→ Directive
Output each line of the listing below as a numbered list, omitting any blank lines.

── Records for the exercise ──

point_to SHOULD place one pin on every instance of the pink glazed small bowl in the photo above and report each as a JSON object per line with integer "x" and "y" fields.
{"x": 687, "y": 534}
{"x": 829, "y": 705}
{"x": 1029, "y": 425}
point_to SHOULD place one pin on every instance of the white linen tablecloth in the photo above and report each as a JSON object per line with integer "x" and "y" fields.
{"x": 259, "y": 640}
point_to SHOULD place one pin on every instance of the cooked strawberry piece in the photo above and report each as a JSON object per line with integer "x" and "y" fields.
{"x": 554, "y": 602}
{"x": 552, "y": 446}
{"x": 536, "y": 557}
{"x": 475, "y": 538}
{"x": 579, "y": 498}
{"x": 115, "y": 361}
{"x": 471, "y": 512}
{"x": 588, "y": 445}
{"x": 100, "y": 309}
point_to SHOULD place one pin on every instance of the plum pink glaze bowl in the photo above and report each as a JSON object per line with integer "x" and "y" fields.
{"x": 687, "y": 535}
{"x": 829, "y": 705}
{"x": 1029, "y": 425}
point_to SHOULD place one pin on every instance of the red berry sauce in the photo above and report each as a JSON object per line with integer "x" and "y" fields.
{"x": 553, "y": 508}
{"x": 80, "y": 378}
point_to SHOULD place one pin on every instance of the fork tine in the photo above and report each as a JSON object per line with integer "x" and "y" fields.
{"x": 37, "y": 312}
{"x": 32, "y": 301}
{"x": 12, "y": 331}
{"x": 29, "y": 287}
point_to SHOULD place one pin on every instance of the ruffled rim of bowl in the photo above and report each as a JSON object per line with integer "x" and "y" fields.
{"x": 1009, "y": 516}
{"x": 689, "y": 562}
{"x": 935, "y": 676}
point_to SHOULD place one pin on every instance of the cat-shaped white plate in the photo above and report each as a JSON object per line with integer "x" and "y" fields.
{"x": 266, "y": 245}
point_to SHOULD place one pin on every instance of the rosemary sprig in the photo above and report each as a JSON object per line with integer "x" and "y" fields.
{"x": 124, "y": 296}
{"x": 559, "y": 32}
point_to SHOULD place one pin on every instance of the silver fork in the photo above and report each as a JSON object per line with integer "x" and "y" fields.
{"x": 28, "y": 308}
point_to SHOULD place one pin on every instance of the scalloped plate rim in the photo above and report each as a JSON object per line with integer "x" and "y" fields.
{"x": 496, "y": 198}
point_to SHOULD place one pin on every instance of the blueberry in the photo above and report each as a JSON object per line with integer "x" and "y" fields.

───

→ Response
1. point_to SHOULD place one pin on every instance of the pink glazed small bowl in the photo above and report each as a JSON object per line with integer "x" and "y" fields.
2. {"x": 687, "y": 534}
3. {"x": 829, "y": 705}
4. {"x": 1029, "y": 425}
5. point_to SHOULD place one pin on every instance of the white linen tablecloth in the photo above and report each as a JSON object per line with integer "x" and "y" fields.
6. {"x": 259, "y": 640}
7. point_to SHOULD place one pin on every instance of the cooked strawberry piece in the photo above and report each as a JSON object per line with integer "x" and "y" fields.
8. {"x": 554, "y": 602}
9. {"x": 552, "y": 446}
10. {"x": 536, "y": 557}
11. {"x": 475, "y": 538}
12. {"x": 579, "y": 498}
13. {"x": 115, "y": 361}
14. {"x": 471, "y": 512}
15. {"x": 588, "y": 445}
16. {"x": 100, "y": 309}
17. point_to SHOULD place one pin on every instance of the plum pink glaze bowl in the photo above and report each as a JSON object per line with integer "x" and "y" fields.
18. {"x": 687, "y": 535}
19. {"x": 829, "y": 705}
20. {"x": 1029, "y": 425}
21. point_to SHOULD place one pin on every instance of the red berry sauce in the photo above and report each as a JSON object per line with integer "x" and "y" fields.
22. {"x": 553, "y": 508}
23. {"x": 80, "y": 378}
24. point_to SHOULD place one pin on every instance of the fork tine in the photo above and report each as a JSON object per line with integer "x" and "y" fields.
25. {"x": 37, "y": 312}
26. {"x": 32, "y": 301}
27. {"x": 12, "y": 331}
28. {"x": 29, "y": 287}
29. point_to SHOULD place one pin on every instance of the ruffled rim of bowl in the photo above and report each as a JSON object per line with integer "x" and "y" fields.
30. {"x": 1009, "y": 516}
31. {"x": 689, "y": 562}
32. {"x": 935, "y": 676}
33. point_to SHOULD place one pin on every instance of the cat-shaped white plate in the photo above and report each as a JSON object per line with integer "x" and "y" fields.
34. {"x": 266, "y": 245}
35. point_to SHOULD place one pin on every instance of the rosemary sprig in the photo above and report each as a JSON object per line with integer "x" and "y" fields.
36. {"x": 124, "y": 296}
37. {"x": 559, "y": 32}
38. point_to SHOULD place one pin on every instance of the silver fork in the photo above and report each as a JSON object per line with integer "x" and "y" fields.
39. {"x": 28, "y": 308}
40. point_to SHOULD place one pin on every instance of the scalloped plate rim in the photo above and report each as a JSON object per line with integer "x" and "y" fields.
41. {"x": 496, "y": 198}
42. point_to SHOULD place one pin on every instance of the blueberry in the photo above and report each as a JSON object per line with integer "x" and "y" fields.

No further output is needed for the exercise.